The report also documented in detail the significant deterioration of health in 2013 as a result of the direct targeting of the health sector, the continuous besiegement and the deliberate cutting off of services. In addition, many contagious and communicable diseases have reappeared in Syria such as: poliomyelitis, tuberculosis, typhoid, viral hepatitis and leishmaniasis.
Syrian refugees and the impact they leave on neighbouring countries
The issue of displacement and immigration escalated considerably as a result of the various violations committed by the Syrian authorities. The number of Syrian refugees is estimated to have reached no less than 5 million people.
In addition to the short term effects, the refugee issue will have a large impact for decades to come especially that more than 2 million Syrian children are left without an education.
The report also gave a description of the refugees’ condition in their host countries in 2013.
The use of internationally prohibited weapons
Alongside its heavy, light and cold weapons, the Syrian regime did not hesitate to use internationally prohibited weapons as well. Twenty seven attacks have been recorded in which chemical weapons were uses; in some of them, tens of missiles and rockets carrying chemical weapons were used such as in the attack on southern Ghouta on 21 August 2013. In addition, seven attacks in which phosphorous bombs were used have been recorded.
International reports in addition to reports retrieved by SHRC show that many international bodies documented the use of internationally prohibited weapons several times even before the Ghouta chemical attack. However, the lack of political will prevented any serious action from being made, even releasing an international resolution which clearly condemns the parties which have used these weapons.
Violations committed against freedom of the press
The year 2013 is considered a sad year for freedom of the press in Syria due to the large number of violations committed by the regime on the one hand, and the Islamic State of Iraq and Sham (ISIS) on the other. This year 57 reporters and citizen journalists, three of which were foreign, were killed while 43 journalists, 9 of which were foreign, were kidnapped.
Violations committed against houses of worship
Similarly to the situation in 2011 and 2012, the Syrian regime continued to target houses of worship such as mosques and churches in 2013.The Syrian Human Rights Committee (SHRC) was able to document 319 incidents in which mosques were targeted and 18 incidents in which churches were targeted in 2013. Among these, 2 churches and one mosque were targeted by the Islamic State of Iraq and Sham (ISIS).
Neither the Syrian government nor any of its official state-owned media have given any response or attention to the targeting of mosques. This excludes incidents involving the main mosques such as the targeting of the minaret of the Umayyad Mosque of Aleppo, the targeting of the minaret of Omari Mosque in Daraa and the destruction of Khalid ibn al-Walid’s tomb. The regime accused the opposition of committing these violations.
The targeting of historical and archaeological sites
Similarly to the previous two years, in 2013 the targeting of historical and archaeological sites in Syria continued. These sites were destroyed and burned as a result of the on-going arbitrary shelling by the regime. In addition, these sites have been used by the regime’s forces as military centres.
Furthermore, many gangs have emerged and have managed to loot a number of Syrian artefacts and excavate a number of archaeological sites. In 2013, many stolen Syrian artefacts were confiscated in neighbouring countries.

### Exercise directions
According to the passage on violations in Syria in 2013, how many incidents targeting mosques did the Syrian Human Rights Committee document that year?

[Images for object localization]

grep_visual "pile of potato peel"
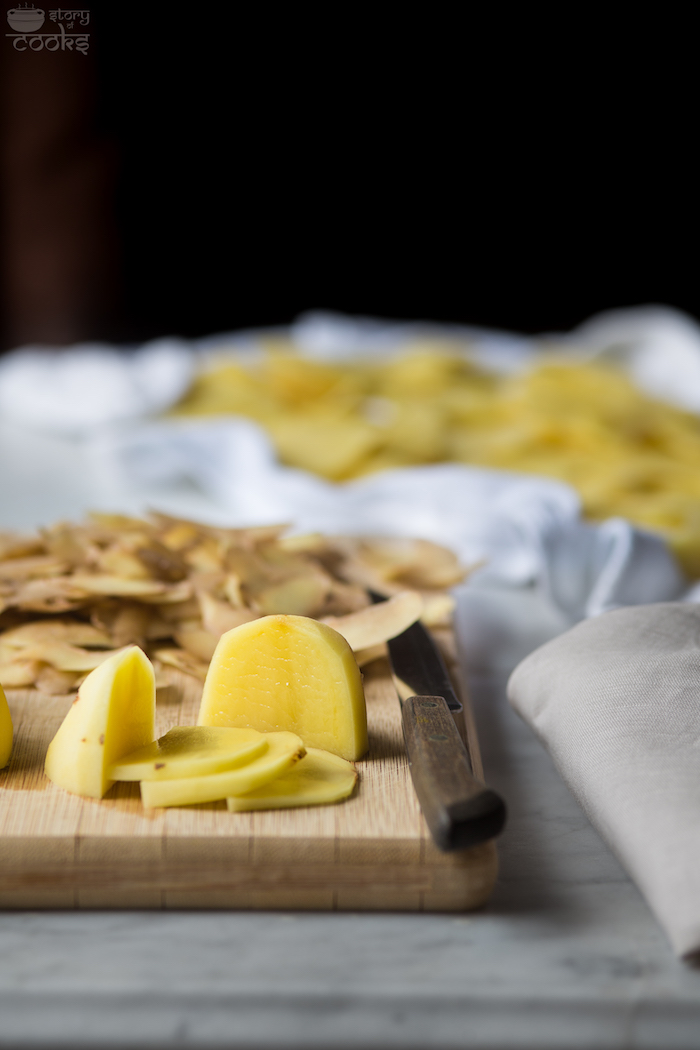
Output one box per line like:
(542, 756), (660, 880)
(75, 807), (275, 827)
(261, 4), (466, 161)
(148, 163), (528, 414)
(0, 512), (466, 694)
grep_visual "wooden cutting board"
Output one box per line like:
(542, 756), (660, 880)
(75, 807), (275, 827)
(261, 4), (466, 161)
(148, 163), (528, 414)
(0, 633), (496, 911)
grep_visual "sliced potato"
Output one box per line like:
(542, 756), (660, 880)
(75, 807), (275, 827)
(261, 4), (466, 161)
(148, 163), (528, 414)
(109, 726), (268, 780)
(226, 748), (357, 813)
(141, 733), (306, 809)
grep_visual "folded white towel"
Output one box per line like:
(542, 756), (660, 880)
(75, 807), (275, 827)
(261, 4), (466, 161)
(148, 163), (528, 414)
(0, 338), (194, 435)
(508, 603), (700, 954)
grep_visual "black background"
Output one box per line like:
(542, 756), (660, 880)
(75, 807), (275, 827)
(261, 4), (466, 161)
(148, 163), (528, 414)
(93, 4), (700, 338)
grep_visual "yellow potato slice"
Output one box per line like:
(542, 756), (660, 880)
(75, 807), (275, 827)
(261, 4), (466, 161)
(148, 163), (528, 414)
(0, 686), (13, 770)
(109, 726), (268, 780)
(197, 613), (367, 760)
(226, 748), (357, 813)
(323, 591), (423, 652)
(45, 646), (155, 798)
(141, 733), (306, 809)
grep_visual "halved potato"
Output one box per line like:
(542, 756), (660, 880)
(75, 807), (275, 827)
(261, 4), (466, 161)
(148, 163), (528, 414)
(45, 646), (155, 798)
(226, 748), (357, 813)
(197, 613), (367, 760)
(0, 686), (13, 770)
(141, 733), (306, 809)
(109, 726), (268, 780)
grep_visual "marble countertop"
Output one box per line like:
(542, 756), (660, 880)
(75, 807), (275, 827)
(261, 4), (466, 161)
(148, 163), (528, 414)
(0, 422), (700, 1050)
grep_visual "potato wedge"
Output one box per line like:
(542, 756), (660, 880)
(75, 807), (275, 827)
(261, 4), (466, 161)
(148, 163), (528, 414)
(45, 646), (155, 798)
(197, 613), (367, 760)
(108, 726), (268, 780)
(141, 733), (306, 809)
(226, 748), (357, 813)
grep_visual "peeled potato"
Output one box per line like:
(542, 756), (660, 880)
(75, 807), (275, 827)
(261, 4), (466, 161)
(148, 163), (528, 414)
(109, 726), (268, 780)
(226, 748), (357, 813)
(0, 686), (13, 770)
(45, 646), (155, 798)
(141, 733), (306, 809)
(197, 613), (367, 760)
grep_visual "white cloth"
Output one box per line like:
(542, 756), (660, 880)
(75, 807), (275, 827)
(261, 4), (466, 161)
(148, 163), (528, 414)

### Written answer
319 incidents.